*** Text passage Section Begins ***

📘

Understanding the [GFF] syntax

The [GFF] stanza uses a meta-syntax to set options for gff parser. This method of configuration maintains a lot of flexibility in the variations of .gff file that can be processed, and is particularly useful for Repairing gff, but may appear slightly intimidating at first.

If you are unsure how to relate this to your .gff file after reading this documentation then a good place to start is by just using the same settings as the example below. Setting fewer EXPECTATIONS for "clean" .gff will save a little processing time but for most files, these settings will not cause any problems. If your .gff has characteristics that need more conditions then running the script in Step 2.3: Prepare the gff file for import should give informative error messages that can be compared to the examples (try pasting the error/warning into the search box) to show you what to do.

[GFF]
  ;  SPLIT = [ ##FASTA GFF CONTIG ]
  SORT = 1
  CHUNK = [ change region ]
  ;  CHUNK = [ separator		### ]
  CONDITION1 = [ MULTILINE   CDS ]
  CONDITION1a = [ MULTILINE  five_prime_UTR ]
  CONDITION1b = [ MULTILINE  three_prime_UTR ]
  CONDITION2 = [ EXPECTATION cds	 hasSister exon force ]
  CONDITION3 = [ EXPECTATION cds	 hasParent mrna force ];
  CONDITION4 = [ EXPECTATION exon	 hasParent mrna force ];
  CONDITION4a = [ EXPECTATION five_prime_UTR hasParent mrna force ];
  CONDITION4b = [ EXPECTATION three_prime_UTR  hasParent mrna force ];
  CONDITION5 = [ EXPECTATION mrna	 hasParent gene force ];
  CONDITION10 = [ EXPECTATION cds|exon|mrna|three_prime_UTR|five_prime_UTR|gene <=[_start,_end] SELF warn ];
  • For files with fasta sequence included at the end, SPLIT will split the gff file on the specified keyword (##FASTA) and assign the resulting subfiles to the [FILES] handles GFF and CONTIG
  • SORT is a flag to determine whether the file should be sorted prior to processing. This is a basic sort which will result in each sequence region forming a block in the sorted file, allowing the file to be processed in chunks for much faster performance.

*** Text passage Section Ends ***

Task goal –
Please answer from the GFF syntax page above: what keyword does SPLIT divide the file on when FASTA sequence is included at the end?

*** Information supplied Section Begins ***

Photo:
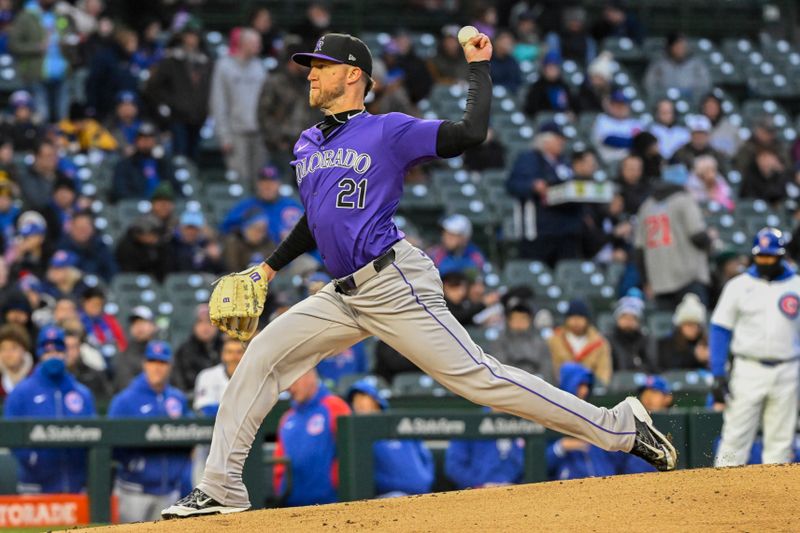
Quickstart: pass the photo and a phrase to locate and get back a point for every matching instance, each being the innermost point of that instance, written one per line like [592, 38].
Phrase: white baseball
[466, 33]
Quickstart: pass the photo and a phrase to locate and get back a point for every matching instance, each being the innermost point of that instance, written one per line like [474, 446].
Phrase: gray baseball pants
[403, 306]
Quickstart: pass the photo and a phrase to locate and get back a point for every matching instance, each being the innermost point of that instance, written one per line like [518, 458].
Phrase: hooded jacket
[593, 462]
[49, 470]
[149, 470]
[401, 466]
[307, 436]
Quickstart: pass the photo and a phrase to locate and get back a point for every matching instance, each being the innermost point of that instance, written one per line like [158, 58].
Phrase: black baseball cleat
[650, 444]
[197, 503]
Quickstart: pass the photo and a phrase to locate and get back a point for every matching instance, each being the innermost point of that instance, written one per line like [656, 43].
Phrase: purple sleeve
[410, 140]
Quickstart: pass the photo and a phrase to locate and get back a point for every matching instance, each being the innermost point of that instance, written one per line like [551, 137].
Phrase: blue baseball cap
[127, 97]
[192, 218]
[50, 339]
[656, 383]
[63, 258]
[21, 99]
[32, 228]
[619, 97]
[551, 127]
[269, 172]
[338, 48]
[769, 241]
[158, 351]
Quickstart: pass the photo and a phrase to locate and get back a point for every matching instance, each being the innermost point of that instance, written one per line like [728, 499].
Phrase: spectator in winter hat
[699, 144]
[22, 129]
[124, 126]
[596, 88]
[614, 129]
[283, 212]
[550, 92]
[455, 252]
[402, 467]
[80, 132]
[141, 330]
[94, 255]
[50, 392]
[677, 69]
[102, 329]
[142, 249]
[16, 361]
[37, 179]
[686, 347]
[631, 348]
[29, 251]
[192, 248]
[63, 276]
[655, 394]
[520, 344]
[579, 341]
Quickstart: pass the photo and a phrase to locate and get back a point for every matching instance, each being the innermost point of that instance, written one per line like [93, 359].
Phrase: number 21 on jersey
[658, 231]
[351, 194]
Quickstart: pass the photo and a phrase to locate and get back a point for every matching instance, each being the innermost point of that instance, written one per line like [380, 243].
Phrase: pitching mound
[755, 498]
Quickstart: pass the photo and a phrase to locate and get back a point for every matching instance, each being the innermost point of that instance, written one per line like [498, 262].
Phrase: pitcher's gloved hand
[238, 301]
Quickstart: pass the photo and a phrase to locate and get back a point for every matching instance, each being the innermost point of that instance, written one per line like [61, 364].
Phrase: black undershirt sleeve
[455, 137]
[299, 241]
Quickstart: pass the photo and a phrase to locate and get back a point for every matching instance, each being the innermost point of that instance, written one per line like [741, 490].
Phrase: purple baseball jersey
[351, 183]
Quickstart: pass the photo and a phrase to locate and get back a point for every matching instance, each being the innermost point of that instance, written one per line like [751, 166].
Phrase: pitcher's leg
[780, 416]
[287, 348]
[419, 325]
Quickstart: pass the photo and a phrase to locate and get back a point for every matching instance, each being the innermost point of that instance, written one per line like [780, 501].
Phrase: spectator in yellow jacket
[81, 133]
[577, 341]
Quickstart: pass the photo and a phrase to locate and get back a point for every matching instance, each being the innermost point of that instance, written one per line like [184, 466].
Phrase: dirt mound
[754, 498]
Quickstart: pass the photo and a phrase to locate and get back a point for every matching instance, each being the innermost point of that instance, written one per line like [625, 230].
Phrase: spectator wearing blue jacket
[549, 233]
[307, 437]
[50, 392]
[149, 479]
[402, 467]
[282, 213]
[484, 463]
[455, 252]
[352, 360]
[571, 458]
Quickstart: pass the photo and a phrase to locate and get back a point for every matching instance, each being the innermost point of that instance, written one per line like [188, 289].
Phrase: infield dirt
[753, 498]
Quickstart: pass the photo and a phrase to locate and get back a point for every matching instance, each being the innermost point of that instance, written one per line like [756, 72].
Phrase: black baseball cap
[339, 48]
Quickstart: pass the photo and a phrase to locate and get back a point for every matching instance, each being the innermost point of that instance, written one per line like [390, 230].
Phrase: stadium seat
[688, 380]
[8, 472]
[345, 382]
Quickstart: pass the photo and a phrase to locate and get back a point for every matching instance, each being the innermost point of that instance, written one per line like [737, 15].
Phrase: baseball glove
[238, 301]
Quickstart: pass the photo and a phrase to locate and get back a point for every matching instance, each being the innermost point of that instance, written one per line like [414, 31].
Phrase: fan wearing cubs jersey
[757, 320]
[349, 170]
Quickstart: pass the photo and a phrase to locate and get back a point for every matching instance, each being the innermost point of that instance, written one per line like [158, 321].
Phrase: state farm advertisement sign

*** Information supplied Section Ends ***

Solution below –
##FASTA